§ PROBLEM DETAILS
Copy the records word for word from the beginning through the line containing "<point>149,142</point>", leaving out the pictures.

[Start of RECORDS TO USE]

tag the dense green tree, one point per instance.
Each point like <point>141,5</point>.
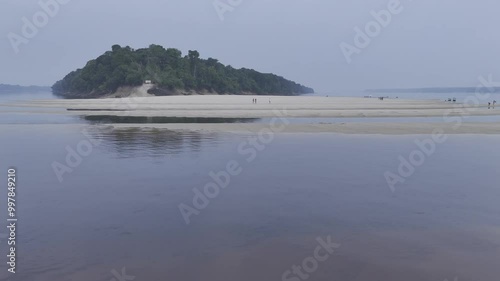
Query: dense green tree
<point>169,71</point>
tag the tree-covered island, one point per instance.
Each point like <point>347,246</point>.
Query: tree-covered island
<point>168,73</point>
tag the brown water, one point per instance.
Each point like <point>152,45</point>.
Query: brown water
<point>119,208</point>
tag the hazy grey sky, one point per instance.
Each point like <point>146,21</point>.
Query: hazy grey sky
<point>429,43</point>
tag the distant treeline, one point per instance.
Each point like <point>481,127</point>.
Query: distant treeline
<point>437,90</point>
<point>169,71</point>
<point>12,89</point>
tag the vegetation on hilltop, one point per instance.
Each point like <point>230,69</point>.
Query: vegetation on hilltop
<point>169,71</point>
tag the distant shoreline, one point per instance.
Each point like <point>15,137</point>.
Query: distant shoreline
<point>436,90</point>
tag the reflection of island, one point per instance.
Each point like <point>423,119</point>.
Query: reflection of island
<point>163,120</point>
<point>149,142</point>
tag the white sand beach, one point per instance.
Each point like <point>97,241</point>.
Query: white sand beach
<point>232,106</point>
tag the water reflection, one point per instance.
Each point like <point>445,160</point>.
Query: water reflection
<point>150,142</point>
<point>163,120</point>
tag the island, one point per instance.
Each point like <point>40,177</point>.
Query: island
<point>14,89</point>
<point>157,71</point>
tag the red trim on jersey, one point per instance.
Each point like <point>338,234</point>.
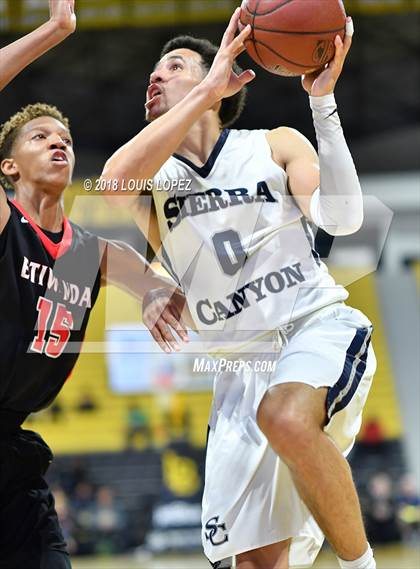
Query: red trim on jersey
<point>56,250</point>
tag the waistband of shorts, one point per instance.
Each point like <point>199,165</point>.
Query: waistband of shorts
<point>11,420</point>
<point>271,341</point>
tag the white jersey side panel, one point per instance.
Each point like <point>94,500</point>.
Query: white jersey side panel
<point>238,243</point>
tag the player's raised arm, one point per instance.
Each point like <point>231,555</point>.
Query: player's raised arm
<point>144,155</point>
<point>327,190</point>
<point>18,55</point>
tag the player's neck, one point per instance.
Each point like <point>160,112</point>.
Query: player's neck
<point>200,140</point>
<point>45,209</point>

[End of RECORDS TO USE]

§ ANSWER FOR THE TASK
tag the dense green tree, one point per instance.
Each point like <point>141,5</point>.
Query: dense green tree
<point>169,71</point>
tag the tree-covered island, one point per instance.
Each point like <point>347,246</point>.
Query: tree-covered island
<point>168,73</point>
tag the brown water, one point per instance.
Each point like <point>152,45</point>.
Query: brown water
<point>119,208</point>
tag the hazy grey sky, one point per instance.
Each point like <point>146,21</point>.
Query: hazy grey sky
<point>429,43</point>
tag the distant treeline, one point per instance.
Each point like <point>481,127</point>.
Query: distant treeline
<point>437,90</point>
<point>169,71</point>
<point>12,89</point>
tag the vegetation on hilltop, one point per instance.
Each point like <point>230,69</point>.
Query: vegetation on hilltop
<point>169,71</point>
tag the distant shoreline, one point per instance.
Each point like <point>15,137</point>.
Query: distant shoreline
<point>436,90</point>
tag the reflection of island, one point per instance.
Each point like <point>423,119</point>.
Query: reflection of island
<point>163,120</point>
<point>149,142</point>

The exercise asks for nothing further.